Without omitting anything, return the records precisely as given.

__________

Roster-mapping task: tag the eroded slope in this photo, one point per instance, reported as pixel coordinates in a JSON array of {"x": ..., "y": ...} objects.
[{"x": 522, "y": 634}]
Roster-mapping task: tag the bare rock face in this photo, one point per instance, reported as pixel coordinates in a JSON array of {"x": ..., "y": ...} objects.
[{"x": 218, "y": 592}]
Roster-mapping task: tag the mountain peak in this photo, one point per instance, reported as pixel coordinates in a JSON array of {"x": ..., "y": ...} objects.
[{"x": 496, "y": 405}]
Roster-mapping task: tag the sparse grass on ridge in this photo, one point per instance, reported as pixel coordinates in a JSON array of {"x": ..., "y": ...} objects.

__________

--- FULL RESPONSE ---
Roster-mapping task: tag the eroded slope in this photo, one point per instance, reported as pixel coordinates in a JSON array of {"x": ..., "y": ...} objects.
[{"x": 522, "y": 634}]
Roster-mapping task: tag the bare rock face in this photo, one point per instance, reported as pixel coordinates in a JSON array of {"x": ..., "y": ...} objects.
[{"x": 218, "y": 592}]
Roster-mapping task: tag the mountain peak in this photo, one point per instance, reported as pixel coordinates in a JSON array of {"x": ..., "y": ...} objects.
[{"x": 496, "y": 405}]
Roster-mapping task: tag the sparse grass on ridge in this photo, one point per instance, reported as pixel coordinates in a JSON array of {"x": ..., "y": ...} objects.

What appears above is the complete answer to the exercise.